Given instruction »
Please turn all of the material below into a Markdown table with the columns Row and Line. Give each line its own numbered row and leave out any blank lines.

[Stored data entries]
((
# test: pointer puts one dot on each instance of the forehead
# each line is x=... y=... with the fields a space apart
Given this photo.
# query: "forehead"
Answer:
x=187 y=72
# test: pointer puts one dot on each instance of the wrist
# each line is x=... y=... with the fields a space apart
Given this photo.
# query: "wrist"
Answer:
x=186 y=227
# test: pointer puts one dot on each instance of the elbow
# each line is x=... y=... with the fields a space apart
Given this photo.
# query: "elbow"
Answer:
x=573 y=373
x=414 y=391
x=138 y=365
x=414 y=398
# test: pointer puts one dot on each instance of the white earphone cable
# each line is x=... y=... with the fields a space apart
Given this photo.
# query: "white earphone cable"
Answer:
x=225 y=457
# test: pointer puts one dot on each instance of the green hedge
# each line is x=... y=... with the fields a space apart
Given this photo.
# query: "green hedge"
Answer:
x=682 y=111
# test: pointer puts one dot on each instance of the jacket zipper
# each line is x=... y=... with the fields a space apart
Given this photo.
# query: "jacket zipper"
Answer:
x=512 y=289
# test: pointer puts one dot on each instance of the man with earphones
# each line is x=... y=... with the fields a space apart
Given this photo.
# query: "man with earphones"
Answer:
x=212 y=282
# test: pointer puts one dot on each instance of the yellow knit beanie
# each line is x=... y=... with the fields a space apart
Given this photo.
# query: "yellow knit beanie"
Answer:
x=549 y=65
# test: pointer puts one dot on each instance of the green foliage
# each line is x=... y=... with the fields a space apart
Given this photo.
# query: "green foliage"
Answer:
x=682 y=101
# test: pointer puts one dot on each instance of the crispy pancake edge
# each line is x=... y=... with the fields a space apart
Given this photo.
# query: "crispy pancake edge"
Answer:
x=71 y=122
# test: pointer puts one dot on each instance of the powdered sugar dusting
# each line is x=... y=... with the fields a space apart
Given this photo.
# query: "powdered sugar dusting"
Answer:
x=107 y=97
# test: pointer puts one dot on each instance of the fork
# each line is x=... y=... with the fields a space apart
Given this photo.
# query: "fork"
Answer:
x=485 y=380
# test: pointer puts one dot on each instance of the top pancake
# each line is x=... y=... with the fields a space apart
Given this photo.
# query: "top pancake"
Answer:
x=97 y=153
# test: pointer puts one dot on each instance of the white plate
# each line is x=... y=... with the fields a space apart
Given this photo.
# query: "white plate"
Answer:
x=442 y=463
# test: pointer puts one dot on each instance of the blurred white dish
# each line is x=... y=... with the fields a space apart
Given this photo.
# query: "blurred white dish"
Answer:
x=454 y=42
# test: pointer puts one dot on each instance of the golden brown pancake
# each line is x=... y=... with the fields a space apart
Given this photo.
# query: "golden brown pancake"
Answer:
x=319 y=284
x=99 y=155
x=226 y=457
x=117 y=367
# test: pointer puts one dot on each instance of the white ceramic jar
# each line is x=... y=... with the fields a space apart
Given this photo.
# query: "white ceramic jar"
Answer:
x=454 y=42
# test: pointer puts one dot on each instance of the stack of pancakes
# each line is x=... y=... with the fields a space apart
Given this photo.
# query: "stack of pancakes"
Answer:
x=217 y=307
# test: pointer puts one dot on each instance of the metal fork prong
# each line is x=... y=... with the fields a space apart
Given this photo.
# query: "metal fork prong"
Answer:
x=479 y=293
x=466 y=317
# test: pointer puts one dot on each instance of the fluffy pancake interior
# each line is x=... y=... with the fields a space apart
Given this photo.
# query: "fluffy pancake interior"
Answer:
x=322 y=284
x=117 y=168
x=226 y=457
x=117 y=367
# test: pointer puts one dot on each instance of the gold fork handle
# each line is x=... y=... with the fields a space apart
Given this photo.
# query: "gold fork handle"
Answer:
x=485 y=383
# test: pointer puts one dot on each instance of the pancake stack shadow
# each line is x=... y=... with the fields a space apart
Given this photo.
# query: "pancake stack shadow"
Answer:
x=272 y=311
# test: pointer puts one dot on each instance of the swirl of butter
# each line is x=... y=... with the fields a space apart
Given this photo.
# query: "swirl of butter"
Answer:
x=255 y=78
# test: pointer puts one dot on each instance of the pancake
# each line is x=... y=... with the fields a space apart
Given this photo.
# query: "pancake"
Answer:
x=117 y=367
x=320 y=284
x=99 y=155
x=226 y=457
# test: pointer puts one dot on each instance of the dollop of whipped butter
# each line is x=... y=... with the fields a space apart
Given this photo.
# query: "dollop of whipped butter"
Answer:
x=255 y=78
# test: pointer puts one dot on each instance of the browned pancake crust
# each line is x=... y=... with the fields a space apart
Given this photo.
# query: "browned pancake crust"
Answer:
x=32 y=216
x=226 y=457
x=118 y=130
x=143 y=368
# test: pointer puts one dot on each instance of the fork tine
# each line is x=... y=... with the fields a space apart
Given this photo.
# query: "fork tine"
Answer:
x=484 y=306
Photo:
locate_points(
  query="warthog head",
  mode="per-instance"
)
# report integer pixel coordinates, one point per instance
))
Reply »
| Row | Line |
|---|---|
| 1 | # test: pointer puts one dot on each instance of the forehead |
| 2 | # each line is x=... y=... with the fields a space apart |
| 3 | Given this photo. |
| 4 | # query: "forehead" |
| 5 | Answer: |
| 6 | x=187 y=72 |
| 7 | # test: pointer puts one dot on each instance of the wrist |
| 8 | # each line is x=... y=... with the fields a space apart |
| 9 | Given this photo. |
| 10 | # query: "wrist" |
| 11 | Answer: |
| 12 | x=186 y=227 |
| 13 | # test: pointer puts one dot on each instance of the elbow |
| 14 | # each line is x=... y=... with the fields a space apart |
| 15 | Given this photo. |
| 16 | # query: "elbow" |
| 17 | Answer: |
| 18 | x=573 y=373 |
| 19 | x=414 y=391 |
| 20 | x=138 y=365 |
| 21 | x=414 y=398 |
| 22 | # test: pointer puts one dot on each instance of the white earphone cable |
| 23 | # each line is x=... y=... with the fields a space apart |
| 24 | Given this photo. |
| 25 | # query: "white earphone cable" |
| 26 | Answer: |
| 27 | x=225 y=457 |
| 28 | # test: pointer puts one dot on each instance of the green hedge |
| 29 | # each line is x=... y=... with the fields a space apart |
| 30 | Given this photo. |
| 31 | # query: "green hedge" |
| 32 | Answer: |
| 33 | x=682 y=111 |
| 34 | # test: pointer puts one dot on each instance of the jacket zipper |
| 35 | # each line is x=... y=... with the fields a space apart |
| 36 | Given this photo. |
| 37 | # query: "jacket zipper" |
| 38 | Answer: |
| 39 | x=512 y=289 |
| 40 | # test: pointer puts one dot on each instance of the man with earphones |
| 41 | # each line is x=... y=... with the fields a space apart |
| 42 | Given this photo. |
| 43 | # query: "man with earphones" |
| 44 | Answer: |
| 45 | x=212 y=282 |
| 46 | # test: pointer puts one dot on each instance of the yellow knit beanie |
| 47 | # each line is x=... y=... with the fields a space apart |
| 48 | Given this photo. |
| 49 | # query: "yellow knit beanie" |
| 50 | Answer: |
| 51 | x=549 y=65 |
| 52 | # test: pointer puts one dot on each instance of the green foliage |
| 53 | # each line is x=... y=... with the fields a space apart |
| 54 | Given this photo. |
| 55 | # query: "green foliage" |
| 56 | Answer: |
| 57 | x=682 y=101 |
| 58 | # test: pointer puts one dot on each instance of the crispy pancake edge |
| 59 | # each line is x=... y=... with the fields a space apart |
| 60 | Given this photo. |
| 61 | # query: "crispy pancake edge" |
| 62 | Answer: |
| 63 | x=71 y=122 |
| 64 | # test: pointer puts one dot on each instance of the powdered sugar dusting |
| 65 | # each line is x=... y=... with the fields a space apart |
| 66 | Given this photo. |
| 67 | # query: "powdered sugar dusting" |
| 68 | Answer: |
| 69 | x=107 y=97 |
| 70 | # test: pointer puts one dot on each instance of the fork |
| 71 | # each line is x=... y=... with the fields a space apart |
| 72 | Given this photo. |
| 73 | # query: "fork" |
| 74 | Answer: |
| 75 | x=485 y=380 |
| 76 | # test: pointer puts one dot on each instance of the top pancake |
| 77 | # each line is x=... y=... with the fields a space apart |
| 78 | Given this photo. |
| 79 | # query: "top pancake" |
| 80 | Answer: |
| 81 | x=97 y=153 |
| 82 | # test: pointer puts one dot on each instance of the white plate |
| 83 | # each line is x=... y=... with the fields a space apart |
| 84 | Given this photo. |
| 85 | # query: "white plate" |
| 86 | Answer: |
| 87 | x=442 y=463 |
| 88 | # test: pointer puts one dot on each instance of the blurred white dish |
| 89 | # each line is x=... y=... with the fields a space apart |
| 90 | Given this photo. |
| 91 | # query: "blurred white dish" |
| 92 | Answer: |
| 93 | x=454 y=42 |
| 94 | # test: pointer puts one dot on each instance of the golden brown pancake |
| 95 | # each line is x=... y=... with the fields a space apart |
| 96 | Given this photo. |
| 97 | # query: "golden brown pancake" |
| 98 | Answer: |
| 99 | x=319 y=284 |
| 100 | x=99 y=155 |
| 101 | x=226 y=457 |
| 102 | x=117 y=367 |
| 103 | # test: pointer puts one dot on each instance of the white ceramic jar |
| 104 | # each line is x=... y=... with the fields a space apart |
| 105 | Given this photo. |
| 106 | # query: "white ceramic jar" |
| 107 | Answer: |
| 108 | x=454 y=42 |
| 109 | # test: pointer puts one dot on each instance of the stack of pancakes |
| 110 | # each line is x=... y=... with the fields a space apart |
| 111 | Given this photo. |
| 112 | # query: "stack of pancakes" |
| 113 | Answer: |
| 114 | x=217 y=307 |
| 115 | # test: pointer puts one dot on each instance of the metal fork prong |
| 116 | # each line is x=... y=... with the fields a space apart |
| 117 | Given this photo. |
| 118 | # query: "metal fork prong" |
| 119 | Answer: |
| 120 | x=479 y=293 |
| 121 | x=466 y=317 |
| 122 | # test: pointer puts one dot on each instance of the fluffy pancake interior |
| 123 | # each line is x=... y=... with the fields a space apart |
| 124 | Given this photo. |
| 125 | # query: "fluffy pancake interior" |
| 126 | Answer: |
| 127 | x=322 y=284 |
| 128 | x=117 y=168 |
| 129 | x=226 y=457 |
| 130 | x=117 y=367 |
| 131 | # test: pointer puts one dot on each instance of the gold fork handle |
| 132 | # each line is x=... y=... with the fields a space apart |
| 133 | Given this photo. |
| 134 | # query: "gold fork handle" |
| 135 | Answer: |
| 136 | x=485 y=383 |
| 137 | # test: pointer puts one dot on each instance of the pancake stack shadow |
| 138 | # each line is x=... y=... with the fields a space apart |
| 139 | Given this photo. |
| 140 | # query: "pancake stack shadow" |
| 141 | Answer: |
| 142 | x=272 y=311 |
| 143 | # test: pointer puts one dot on each instance of the swirl of butter |
| 144 | # each line is x=... y=... with the fields a space apart |
| 145 | Given this photo. |
| 146 | # query: "swirl of butter" |
| 147 | Answer: |
| 148 | x=255 y=78 |
| 149 | # test: pointer puts one dot on each instance of the pancake |
| 150 | # each line is x=... y=... with the fields a space apart |
| 151 | Given this photo. |
| 152 | # query: "pancake" |
| 153 | Answer: |
| 154 | x=117 y=367 |
| 155 | x=320 y=284 |
| 156 | x=99 y=155 |
| 157 | x=226 y=457 |
| 158 | # test: pointer puts one dot on each instance of the dollop of whipped butter |
| 159 | # each line is x=... y=... with the fields a space apart |
| 160 | Given this photo. |
| 161 | # query: "dollop of whipped butter" |
| 162 | Answer: |
| 163 | x=255 y=78 |
| 164 | # test: pointer puts one dot on each instance of the browned pancake crust |
| 165 | # each line is x=... y=... with the fields a space apart |
| 166 | Given this photo. |
| 167 | # query: "browned pancake crust" |
| 168 | Answer: |
| 169 | x=32 y=216 |
| 170 | x=226 y=457 |
| 171 | x=118 y=130 |
| 172 | x=143 y=368 |
| 173 | # test: pointer puts one dot on each instance of the fork tine |
| 174 | # each line is x=... y=... with the fields a space apart |
| 175 | Given this photo. |
| 176 | # query: "fork tine" |
| 177 | Answer: |
| 178 | x=484 y=306 |
| 179 | Photo: |
| 180 | locate_points( |
| 181 |   query="warthog head", |
| 182 |   mode="per-instance" |
| 183 | ) |
| 184 | # report integer pixel coordinates, one point per instance |